Top of Provided entries

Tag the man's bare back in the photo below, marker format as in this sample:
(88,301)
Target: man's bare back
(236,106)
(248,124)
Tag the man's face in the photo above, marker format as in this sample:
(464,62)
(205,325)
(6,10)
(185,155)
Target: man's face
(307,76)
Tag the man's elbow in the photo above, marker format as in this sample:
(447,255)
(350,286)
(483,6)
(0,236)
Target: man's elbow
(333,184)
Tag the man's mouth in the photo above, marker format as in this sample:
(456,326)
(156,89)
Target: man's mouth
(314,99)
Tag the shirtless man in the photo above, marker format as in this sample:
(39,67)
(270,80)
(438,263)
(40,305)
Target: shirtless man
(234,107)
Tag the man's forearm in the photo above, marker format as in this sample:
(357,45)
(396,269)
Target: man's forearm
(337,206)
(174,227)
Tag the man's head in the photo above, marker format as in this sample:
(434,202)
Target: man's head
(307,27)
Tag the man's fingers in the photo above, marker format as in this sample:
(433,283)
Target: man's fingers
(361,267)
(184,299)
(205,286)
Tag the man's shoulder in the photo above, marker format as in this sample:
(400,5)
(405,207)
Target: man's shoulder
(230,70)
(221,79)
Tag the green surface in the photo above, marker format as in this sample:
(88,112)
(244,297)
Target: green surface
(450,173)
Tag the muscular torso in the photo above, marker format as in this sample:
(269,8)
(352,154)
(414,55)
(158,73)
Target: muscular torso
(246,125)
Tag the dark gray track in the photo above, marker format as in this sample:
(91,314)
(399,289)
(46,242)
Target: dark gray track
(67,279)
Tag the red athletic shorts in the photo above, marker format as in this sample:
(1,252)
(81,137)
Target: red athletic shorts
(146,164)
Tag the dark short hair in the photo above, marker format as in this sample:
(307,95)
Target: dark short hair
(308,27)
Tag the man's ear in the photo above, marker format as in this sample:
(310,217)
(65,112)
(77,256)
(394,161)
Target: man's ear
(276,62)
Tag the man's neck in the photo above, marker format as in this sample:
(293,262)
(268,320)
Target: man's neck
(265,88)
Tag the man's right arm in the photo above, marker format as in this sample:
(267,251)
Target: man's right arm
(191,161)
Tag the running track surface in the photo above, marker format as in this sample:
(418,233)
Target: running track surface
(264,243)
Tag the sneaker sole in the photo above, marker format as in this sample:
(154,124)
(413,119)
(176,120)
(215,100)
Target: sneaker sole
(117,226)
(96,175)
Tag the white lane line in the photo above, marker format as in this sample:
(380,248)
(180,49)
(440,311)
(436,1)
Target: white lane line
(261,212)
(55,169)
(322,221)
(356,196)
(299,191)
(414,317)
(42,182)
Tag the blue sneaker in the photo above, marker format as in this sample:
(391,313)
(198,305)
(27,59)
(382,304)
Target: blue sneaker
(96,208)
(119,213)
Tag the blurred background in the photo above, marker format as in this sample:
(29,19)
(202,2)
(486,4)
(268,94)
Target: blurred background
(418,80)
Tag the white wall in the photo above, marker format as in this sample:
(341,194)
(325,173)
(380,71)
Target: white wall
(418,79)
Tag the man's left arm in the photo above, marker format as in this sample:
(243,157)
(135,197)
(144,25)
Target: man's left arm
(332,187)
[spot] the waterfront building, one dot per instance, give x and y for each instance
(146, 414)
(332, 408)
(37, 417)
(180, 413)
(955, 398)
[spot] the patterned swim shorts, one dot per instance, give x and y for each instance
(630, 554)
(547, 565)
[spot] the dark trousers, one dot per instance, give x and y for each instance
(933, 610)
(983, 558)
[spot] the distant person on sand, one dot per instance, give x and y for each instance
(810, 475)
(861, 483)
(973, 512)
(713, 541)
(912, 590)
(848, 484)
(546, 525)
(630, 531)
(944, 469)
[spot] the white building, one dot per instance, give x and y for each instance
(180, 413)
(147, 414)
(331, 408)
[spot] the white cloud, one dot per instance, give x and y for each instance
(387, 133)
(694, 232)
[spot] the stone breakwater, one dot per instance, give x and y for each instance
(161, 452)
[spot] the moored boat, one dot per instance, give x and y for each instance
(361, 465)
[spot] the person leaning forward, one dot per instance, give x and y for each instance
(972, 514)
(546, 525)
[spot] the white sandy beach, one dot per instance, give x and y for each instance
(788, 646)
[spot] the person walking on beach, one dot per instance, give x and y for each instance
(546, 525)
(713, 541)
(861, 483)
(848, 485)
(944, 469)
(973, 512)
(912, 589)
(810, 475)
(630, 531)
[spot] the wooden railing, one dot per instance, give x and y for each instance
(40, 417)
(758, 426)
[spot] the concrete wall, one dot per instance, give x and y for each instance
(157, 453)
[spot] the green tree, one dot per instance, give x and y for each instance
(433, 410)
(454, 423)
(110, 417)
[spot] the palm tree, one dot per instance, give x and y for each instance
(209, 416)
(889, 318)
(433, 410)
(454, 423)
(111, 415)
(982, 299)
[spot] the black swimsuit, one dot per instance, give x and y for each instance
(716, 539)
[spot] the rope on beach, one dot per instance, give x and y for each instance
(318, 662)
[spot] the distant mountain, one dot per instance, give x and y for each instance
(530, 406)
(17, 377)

Bottom of Provided entries

* [Work to be completed] Exact copies of every record above are required.

* [Task output]
Tag the man's bare back in the photo below, marker format as in this sample:
(88,301)
Target: man's bare back
(236,106)
(248,124)
Tag the man's face in the photo above, marker format as in this sample:
(464,62)
(205,325)
(6,10)
(185,155)
Target: man's face
(307,76)
Tag the man's elbow in the photo above, marker format as in this sample:
(447,255)
(350,286)
(483,6)
(0,236)
Target: man's elbow
(333,184)
Tag the man's mouth in the photo above, marker format as in this sample:
(456,326)
(156,89)
Target: man's mouth
(314,99)
Tag the shirtless man in the photo above, marker format as in this sample:
(39,67)
(270,80)
(438,263)
(40,305)
Target: shirtless man
(234,107)
Tag the man's forearm in the photo above, marker format as in this sample:
(357,45)
(396,269)
Target: man's forearm
(337,206)
(174,227)
Tag the man's head in the photo above, marker format as in this sample:
(434,202)
Target: man's head
(307,27)
Tag the man's fingers in the photo above, marker format as in this sample:
(433,283)
Target: man's fingers
(361,267)
(184,299)
(205,286)
Tag the man's shoulder in the photo above, marker format as in this sample:
(400,5)
(405,207)
Target: man's shoulder
(230,70)
(221,79)
Tag the green surface in the photo above, marker format as in this sample:
(88,112)
(244,297)
Target: green surface
(450,173)
Tag the muscular torso in the photo above, marker format as in this sample:
(269,8)
(352,154)
(414,55)
(158,73)
Target: muscular torso
(246,125)
Tag the dark gray track in the photo above, marker format as in this sample:
(91,314)
(399,289)
(46,242)
Target: dark gray track
(67,279)
Tag the red athletic shorts in the photo above, marker format as in this sample:
(1,252)
(81,137)
Target: red athletic shorts
(146,164)
Tag the dark short hair in the photo above, marker format as in this sample:
(307,95)
Target: dark short hair
(308,27)
Tag the man's ear in the photo above, marker format as in this sample:
(310,217)
(65,112)
(77,256)
(394,161)
Target: man's ear
(276,62)
Tag the man's neck in the photo above, marker format as in this sample:
(293,262)
(268,320)
Target: man's neck
(265,88)
Tag the man's right arm in the photo above, marker format as in this sample:
(267,251)
Target: man's right arm
(191,161)
Tag the running track surface in the photo above, marker format as in this sample:
(418,233)
Target: running track surface
(264,243)
Tag the sneaker sole in the photo above, marker format as in this sample:
(154,124)
(413,119)
(176,120)
(215,100)
Target: sneaker sole
(117,226)
(96,175)
Tag the white lane line in the photo above, marker format as in this sample:
(380,248)
(180,49)
(440,311)
(436,1)
Target: white lane line
(261,212)
(55,169)
(322,221)
(356,196)
(299,191)
(414,317)
(42,182)
Tag the blue sneaker in the photo above, marker format as in this sample:
(391,313)
(198,305)
(27,59)
(382,304)
Target: blue sneaker
(96,208)
(119,213)
Tag the blurred background in the photo above, marker format as in this sample:
(29,19)
(202,2)
(486,4)
(268,94)
Target: blurred background
(418,80)
Tag the white wall in the photo above, marker format as in this sample:
(341,194)
(325,173)
(380,71)
Target: white wall
(418,79)
Tag the man's left arm in the photo above, marker format as in this sample:
(243,157)
(135,197)
(144,25)
Target: man's left arm
(332,187)
[spot] the waterfront building, one dot per instance, give x and y for each instance
(146, 414)
(332, 408)
(37, 417)
(180, 413)
(955, 398)
[spot] the patterned swim shorts, one dot per instance, give x and y for each instance
(630, 554)
(547, 565)
[spot] the dark trousers, one dot per instance, give x and y for each instance
(933, 610)
(983, 558)
[spot] the distant person on sand, one dot per instance, give x and y for each instance
(810, 475)
(861, 483)
(973, 512)
(713, 541)
(912, 590)
(848, 484)
(546, 525)
(630, 531)
(944, 469)
[spot] the white building, one dot per instance, give x and y for each instance
(180, 413)
(147, 414)
(331, 408)
[spot] the white cloud, one dot per instance, give x and y for each instance
(387, 133)
(694, 232)
[spot] the stone breakwater, one dot per instance, give x and y for each instance
(161, 452)
[spot] the moored boat, one dot per instance, give x and y for each instance
(361, 465)
[spot] the person leaning forward, one dot per instance, give x and y for each instance
(972, 514)
(546, 525)
[spot] the white sandy beach, one dot per instance, give x and y for each instance
(788, 646)
[spot] the person walking on beach, one dot per instance, give x and y for each instance
(546, 525)
(713, 541)
(861, 483)
(848, 485)
(944, 469)
(973, 512)
(912, 589)
(810, 475)
(630, 531)
[spot] the wooden railing, one dot per instance, give x and y for each instance
(40, 417)
(758, 426)
[spot] the concrete wall, one dot per instance, give x and y for each instance
(157, 453)
[spot] the green tree, one dot per instance, give x and y for each instance
(433, 410)
(454, 423)
(110, 417)
[spot] the palm tree, one dot per instance, give x and y for each instance
(209, 416)
(889, 318)
(433, 410)
(454, 423)
(111, 415)
(982, 299)
[spot] the black swimsuit, one dot per instance, give x and y for each instance
(716, 539)
[spot] the rope on beach, one dot per instance, give x and y for each instance
(318, 662)
[spot] the distant mountain, one dot per instance, give x and y for each instance
(530, 406)
(17, 377)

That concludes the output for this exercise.